Source excerpt:

BEGIN

Medium Data and Production API Pipeline
“[P]arsing huge json strings is difficult and inefficient.”1 If you have an API that needs to receive a large amount of json, sending that over will be slow.
Q: How can we improve that? A: Compression.
Background
An API is an application programming interface. APIs are how machines talk to other machines. APIs are useful because they are language agnostic meaning that the same API request from Python, or R, or JavaScript will work and return the same results. To send data to an API we use a POST request. The data that we send is usually required to be in json format.
Context
Problem: With large data API POST requests can become extremely slow and take up a lot of storage space. This can cause a bottleneck.
Solution: Compress your data and send a file instead of sending plain text json.
Standard approach
Interacting with an API from R is usually done with the {httr}
package. Imagine you want to send a dataframe to an API as json. We can do that by using the httr::POST()
, providing a dataframe to the body, and encoding it to json by setting encode = "json"
.
First let’s load our libraries:
library(httr) # interacts with apis
library(jsonlite) # works with json (for later)
library(nycflights13) # data for posting
Next, let’s create a sample POST()
request to illustrate how posting a dataframe as json works.
b_url <- "http://httpbin.org/post" # an easy to work with sample API POST endpoint
POST(url = b_url,
body = list(x = cars),
encode = "json")
## Response [http://httpbin.org/post]
## Date: 2020-09-05 23:53
## Status: 200
## Content-Type: application/json
## Size: 4.81 kB
## {
## "args": {},
## "data": "{\"x\":[{\"speed\":4,\"dist\":2},{\"speed\":4,\"dist\":10},{\"spee...
## "files": {},
## "form": {},
## "headers": {
## "Accept": "application/json, text/xml, application/xml, */*",
## "Accept-Encoding": "deflate, gzip",
## "Content-Length": "1150",
## "Content-Type": "application/json",
## ...
Alternative approach
An alternative approach would be to write our dataframe as json to a compressed gzip file. The process will be to:
- Create a temporary file which will store our compressed json.
- Create a gzip file connection to write the temporary file as a gzip.
- Upload the temporary file to the API.
- Remove the temporary file.
Writing to a temporary gzipped file looks like:
# create the tempfile
tmp <- tempfile()
# create a gzfile connection (to enable writing gz)
gz_tmp <- gzfile(tmp)
# write json to the gz file connection
write_json(cars, gz_tmp)
# close the gz file connection
close(gz_tmp)
Let’s read the temp file to see what it contains.
# read the temp file for illustration
readLines(tmp)

END

Jobs:
• 1. Copy the passage of the article on compressing API data between "Writing to a" and "what it contains.", inclusive.
• 2. Answer these questions from the article on compressing API data:
(a) What type of request is used to send data to an API?
(b) Which R package is usually used to interact with an API?
(c) What status did the sample request to the httpbin endpoint return?
The material after the article on compressing API data is not needed.

Supplied material:
BEGIN

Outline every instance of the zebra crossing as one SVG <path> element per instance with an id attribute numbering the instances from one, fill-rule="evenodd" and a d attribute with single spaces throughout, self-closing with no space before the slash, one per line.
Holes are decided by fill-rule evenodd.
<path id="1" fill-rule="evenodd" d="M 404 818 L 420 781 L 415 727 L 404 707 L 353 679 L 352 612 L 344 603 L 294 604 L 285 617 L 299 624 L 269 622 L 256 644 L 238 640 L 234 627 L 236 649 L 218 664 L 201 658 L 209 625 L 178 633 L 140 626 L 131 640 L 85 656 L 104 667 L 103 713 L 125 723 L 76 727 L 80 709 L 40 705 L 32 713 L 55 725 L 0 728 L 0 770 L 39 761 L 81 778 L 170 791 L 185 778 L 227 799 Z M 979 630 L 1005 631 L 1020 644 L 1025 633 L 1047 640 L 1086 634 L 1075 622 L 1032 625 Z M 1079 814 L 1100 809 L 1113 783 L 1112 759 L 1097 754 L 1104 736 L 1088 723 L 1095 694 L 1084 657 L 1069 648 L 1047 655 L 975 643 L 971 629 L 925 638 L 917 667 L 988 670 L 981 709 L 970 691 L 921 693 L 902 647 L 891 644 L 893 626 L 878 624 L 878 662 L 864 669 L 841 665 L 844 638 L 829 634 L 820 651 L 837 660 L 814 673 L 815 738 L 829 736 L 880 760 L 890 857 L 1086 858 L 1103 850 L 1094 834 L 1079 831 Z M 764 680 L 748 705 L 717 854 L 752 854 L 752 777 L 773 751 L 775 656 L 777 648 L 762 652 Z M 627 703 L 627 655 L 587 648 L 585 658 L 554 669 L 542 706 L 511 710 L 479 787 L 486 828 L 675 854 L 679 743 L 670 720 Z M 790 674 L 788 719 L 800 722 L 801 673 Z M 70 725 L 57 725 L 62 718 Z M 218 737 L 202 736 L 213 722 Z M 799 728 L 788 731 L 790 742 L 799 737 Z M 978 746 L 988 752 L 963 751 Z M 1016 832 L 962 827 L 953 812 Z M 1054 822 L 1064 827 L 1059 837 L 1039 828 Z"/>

END

Results by task:
• 1.
Writing to a temporary gzipped file looks like:
# create the tempfile
tmp <- tempfile()
# create a gzfile connection (to enable writing gz)
gz_tmp <- gzfile(tmp)
# write json to the gz file connection
write_json(cars, gz_tmp)
# close the gz file connection
close(gz_tmp)
Let’s read the temp file to see what it contains.

• 2.
(a) A POST request.
(b) The {httr} package.
(c) 200.